**What is asked:** Copy the rows below verbatim, starting with the line that contains "Each instance of the white column" and going on through the line that contains "[(615, 324), (60, 275)]".
▼
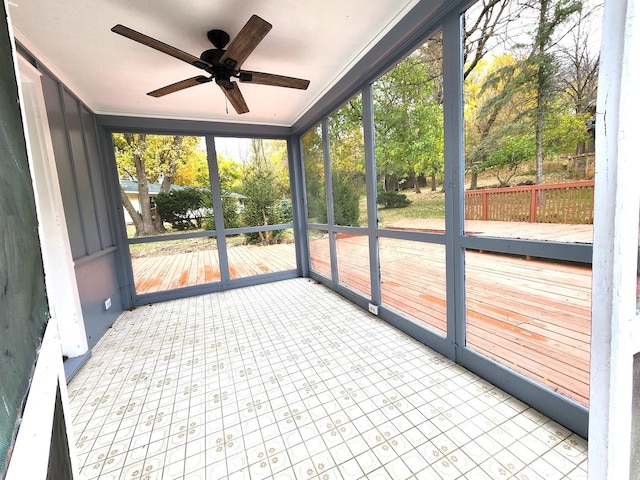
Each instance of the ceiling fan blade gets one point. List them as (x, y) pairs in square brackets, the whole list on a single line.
[(181, 85), (160, 46), (274, 80), (234, 95), (245, 42)]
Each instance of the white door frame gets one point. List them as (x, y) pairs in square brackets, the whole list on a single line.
[(60, 275)]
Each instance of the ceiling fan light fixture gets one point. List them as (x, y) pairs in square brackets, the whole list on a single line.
[(220, 64)]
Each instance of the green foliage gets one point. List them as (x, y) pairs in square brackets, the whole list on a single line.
[(346, 146), (392, 199), (184, 209), (346, 201), (409, 126), (262, 197), (229, 212), (285, 209), (508, 154), (314, 174)]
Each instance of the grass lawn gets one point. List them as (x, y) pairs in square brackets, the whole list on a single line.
[(426, 204)]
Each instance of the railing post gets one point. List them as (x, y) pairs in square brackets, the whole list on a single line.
[(533, 204), (485, 205)]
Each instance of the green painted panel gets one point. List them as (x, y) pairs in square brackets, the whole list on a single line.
[(23, 304)]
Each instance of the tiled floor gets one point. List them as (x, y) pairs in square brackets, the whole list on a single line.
[(289, 380)]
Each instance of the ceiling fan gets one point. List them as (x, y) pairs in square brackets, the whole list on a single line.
[(221, 65)]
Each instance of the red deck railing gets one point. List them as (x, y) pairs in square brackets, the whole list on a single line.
[(569, 203)]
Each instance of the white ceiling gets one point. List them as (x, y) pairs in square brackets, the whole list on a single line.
[(316, 40)]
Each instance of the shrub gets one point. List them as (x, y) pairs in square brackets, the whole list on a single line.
[(230, 213), (285, 210), (184, 209), (346, 201), (393, 199)]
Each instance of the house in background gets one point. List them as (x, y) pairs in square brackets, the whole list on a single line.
[(130, 188), (83, 246)]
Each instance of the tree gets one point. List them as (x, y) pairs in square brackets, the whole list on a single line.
[(261, 202), (314, 174), (408, 116), (579, 68), (485, 27), (346, 150), (542, 65), (148, 159)]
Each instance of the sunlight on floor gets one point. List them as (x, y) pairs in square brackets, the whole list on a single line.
[(290, 380)]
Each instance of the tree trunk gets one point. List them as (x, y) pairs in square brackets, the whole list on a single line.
[(133, 213), (416, 187), (474, 180), (148, 227)]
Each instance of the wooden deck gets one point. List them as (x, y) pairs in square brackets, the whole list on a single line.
[(532, 316)]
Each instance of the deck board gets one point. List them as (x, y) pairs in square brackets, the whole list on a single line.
[(532, 316)]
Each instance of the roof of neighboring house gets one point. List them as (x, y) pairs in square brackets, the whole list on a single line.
[(131, 186)]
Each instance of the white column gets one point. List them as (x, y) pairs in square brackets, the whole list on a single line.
[(615, 324), (60, 275)]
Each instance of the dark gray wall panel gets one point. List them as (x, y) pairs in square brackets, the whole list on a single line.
[(97, 180), (59, 456), (86, 204), (97, 281), (80, 162), (55, 115)]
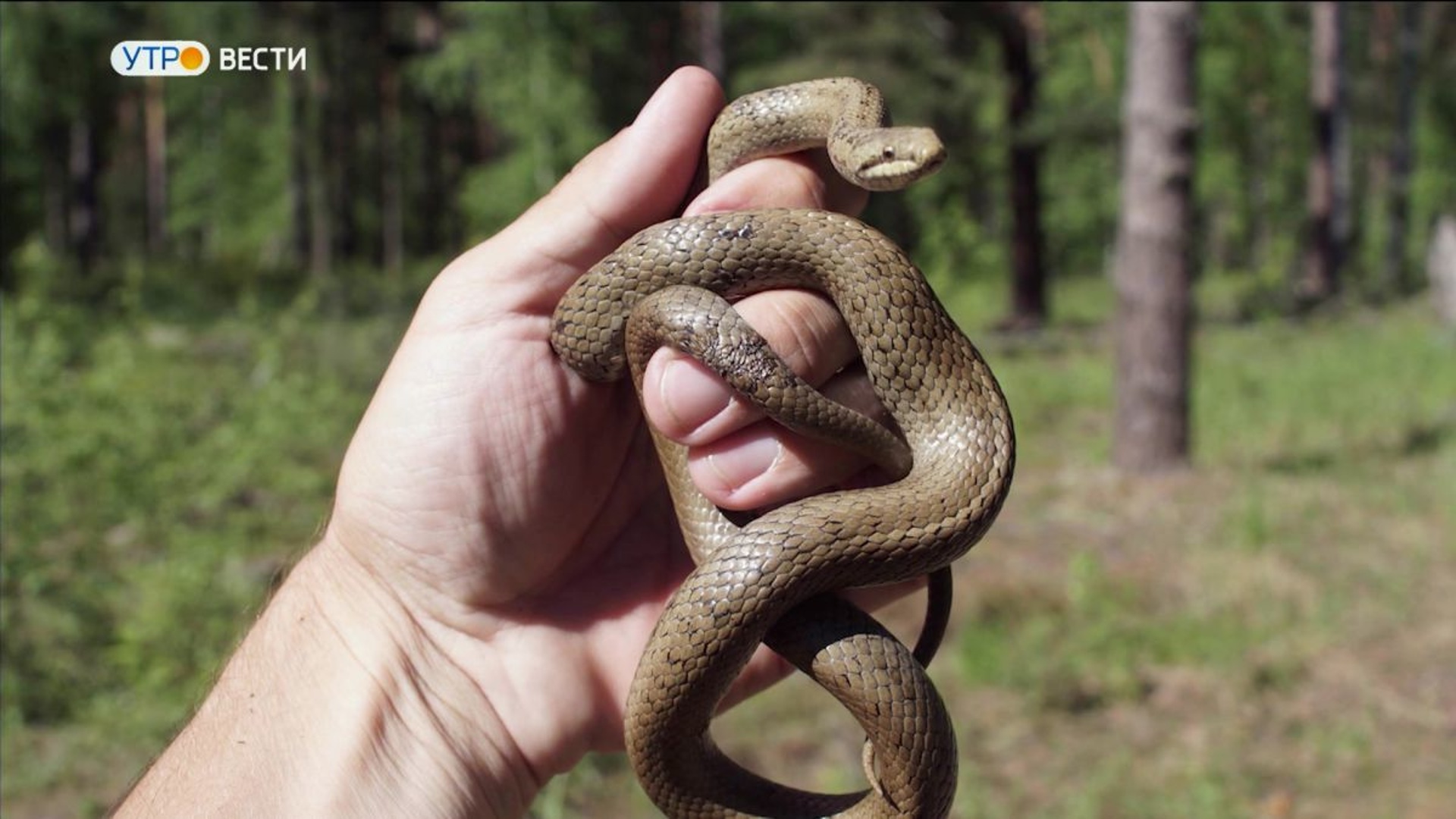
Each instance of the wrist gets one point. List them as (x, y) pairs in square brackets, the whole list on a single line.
[(340, 704)]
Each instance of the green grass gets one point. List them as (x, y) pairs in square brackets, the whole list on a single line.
[(1258, 634)]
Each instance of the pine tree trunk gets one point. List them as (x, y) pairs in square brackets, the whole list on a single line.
[(1327, 222), (155, 118), (705, 19), (1153, 262), (1028, 308), (1394, 276)]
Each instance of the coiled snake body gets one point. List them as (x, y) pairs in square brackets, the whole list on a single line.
[(774, 579)]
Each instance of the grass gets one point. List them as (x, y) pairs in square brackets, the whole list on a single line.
[(1266, 634)]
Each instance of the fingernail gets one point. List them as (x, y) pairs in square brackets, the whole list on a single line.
[(742, 464), (689, 395), (653, 104)]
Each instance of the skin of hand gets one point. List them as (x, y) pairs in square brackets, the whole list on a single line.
[(501, 541)]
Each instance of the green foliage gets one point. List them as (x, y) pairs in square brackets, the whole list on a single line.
[(155, 475)]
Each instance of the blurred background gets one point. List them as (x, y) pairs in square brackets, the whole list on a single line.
[(204, 278)]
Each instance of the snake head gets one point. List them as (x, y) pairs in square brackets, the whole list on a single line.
[(889, 159)]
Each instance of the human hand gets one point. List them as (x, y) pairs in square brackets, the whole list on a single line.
[(501, 541)]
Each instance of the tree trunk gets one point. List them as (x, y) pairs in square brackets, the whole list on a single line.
[(300, 165), (155, 118), (392, 193), (1394, 275), (1153, 261), (1327, 219), (705, 19), (1028, 302), (82, 215)]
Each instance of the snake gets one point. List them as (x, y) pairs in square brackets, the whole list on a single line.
[(774, 577)]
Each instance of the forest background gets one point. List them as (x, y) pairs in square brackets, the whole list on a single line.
[(201, 280)]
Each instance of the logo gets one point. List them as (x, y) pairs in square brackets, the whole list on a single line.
[(161, 58)]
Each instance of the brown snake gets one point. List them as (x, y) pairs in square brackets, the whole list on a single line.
[(774, 579)]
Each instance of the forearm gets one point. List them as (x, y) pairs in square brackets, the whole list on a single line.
[(337, 704)]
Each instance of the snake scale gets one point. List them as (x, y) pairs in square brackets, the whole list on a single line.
[(774, 579)]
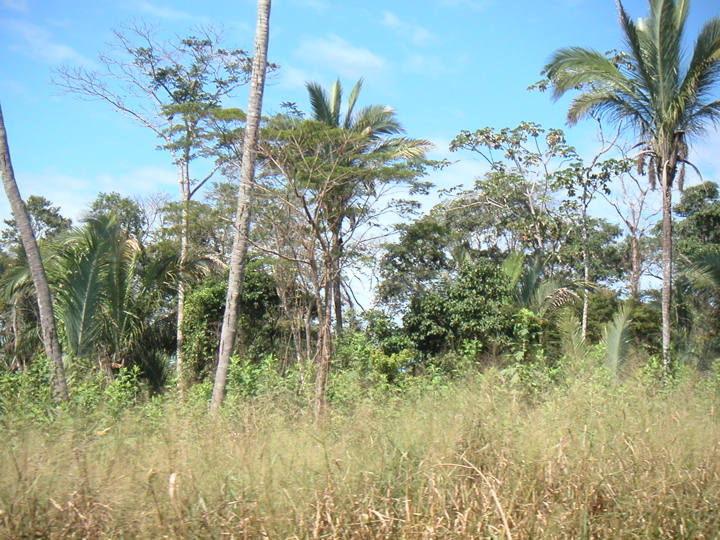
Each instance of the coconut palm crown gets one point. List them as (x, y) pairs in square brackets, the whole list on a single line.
[(665, 95)]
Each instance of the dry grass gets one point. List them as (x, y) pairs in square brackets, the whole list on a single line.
[(473, 461)]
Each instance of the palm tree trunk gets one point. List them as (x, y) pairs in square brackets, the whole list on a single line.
[(335, 279), (184, 179), (247, 181), (27, 236), (586, 268), (666, 266), (324, 349)]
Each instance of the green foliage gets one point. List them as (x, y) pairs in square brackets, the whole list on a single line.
[(131, 218), (204, 310), (27, 394), (46, 221), (472, 306), (616, 340)]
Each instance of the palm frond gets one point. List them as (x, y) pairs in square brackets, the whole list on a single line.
[(319, 103), (616, 339), (574, 346), (352, 100)]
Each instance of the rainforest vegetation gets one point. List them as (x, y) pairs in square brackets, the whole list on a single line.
[(501, 362)]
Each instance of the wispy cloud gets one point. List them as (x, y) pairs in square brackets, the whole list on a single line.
[(15, 5), (292, 77), (472, 4), (318, 5), (426, 65), (38, 42), (342, 57), (417, 34), (74, 194), (161, 12), (704, 156)]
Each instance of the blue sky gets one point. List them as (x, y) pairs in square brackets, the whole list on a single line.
[(444, 65)]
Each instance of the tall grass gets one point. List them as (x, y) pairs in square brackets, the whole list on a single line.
[(477, 459)]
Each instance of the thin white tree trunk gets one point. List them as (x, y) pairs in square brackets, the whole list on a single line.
[(184, 180), (242, 221), (37, 270), (666, 266)]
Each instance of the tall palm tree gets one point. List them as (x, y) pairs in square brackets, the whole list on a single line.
[(242, 219), (27, 236), (380, 126), (666, 97)]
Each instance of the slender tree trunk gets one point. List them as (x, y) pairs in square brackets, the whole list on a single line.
[(586, 270), (247, 181), (636, 263), (27, 236), (184, 180), (336, 284), (324, 349), (666, 266)]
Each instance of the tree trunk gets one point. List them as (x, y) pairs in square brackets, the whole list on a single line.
[(335, 280), (324, 349), (586, 268), (666, 266), (242, 222), (47, 317), (184, 180)]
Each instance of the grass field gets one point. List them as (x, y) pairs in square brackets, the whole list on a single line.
[(479, 458)]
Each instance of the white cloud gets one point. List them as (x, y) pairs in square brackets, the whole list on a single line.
[(74, 194), (704, 155), (472, 4), (295, 78), (417, 34), (162, 12), (318, 5), (342, 57), (38, 42), (426, 65), (15, 5)]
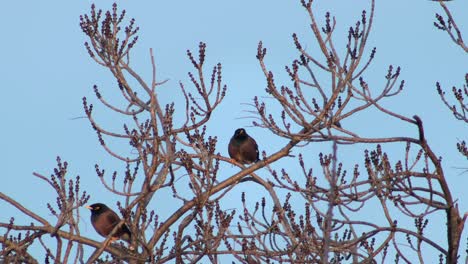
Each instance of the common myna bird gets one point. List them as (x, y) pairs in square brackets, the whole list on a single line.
[(104, 220), (243, 148)]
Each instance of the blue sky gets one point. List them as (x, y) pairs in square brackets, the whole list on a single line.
[(45, 71)]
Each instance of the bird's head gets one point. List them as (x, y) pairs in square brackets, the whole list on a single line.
[(240, 133), (97, 208)]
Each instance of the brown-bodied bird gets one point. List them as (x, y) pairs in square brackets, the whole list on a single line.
[(104, 220), (243, 148)]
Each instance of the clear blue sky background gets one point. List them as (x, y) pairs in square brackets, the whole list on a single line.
[(45, 71)]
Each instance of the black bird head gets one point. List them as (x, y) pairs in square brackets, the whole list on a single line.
[(104, 221), (242, 147), (97, 208), (240, 134)]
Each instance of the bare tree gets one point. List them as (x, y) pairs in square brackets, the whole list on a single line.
[(309, 215), (460, 108)]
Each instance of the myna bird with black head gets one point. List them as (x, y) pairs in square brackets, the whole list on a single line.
[(104, 221), (243, 148)]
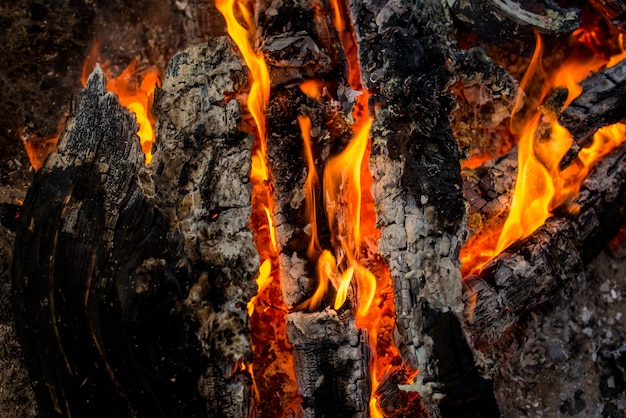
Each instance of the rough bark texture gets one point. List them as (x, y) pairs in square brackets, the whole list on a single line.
[(331, 356), (131, 294), (529, 271), (614, 11), (600, 103), (496, 20), (419, 202), (199, 178)]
▲
**Final result:**
Each instance of the white column gets one point. List them as (x, y) pairs in square brackets, the whole list on a single line.
[(615, 324), (60, 275)]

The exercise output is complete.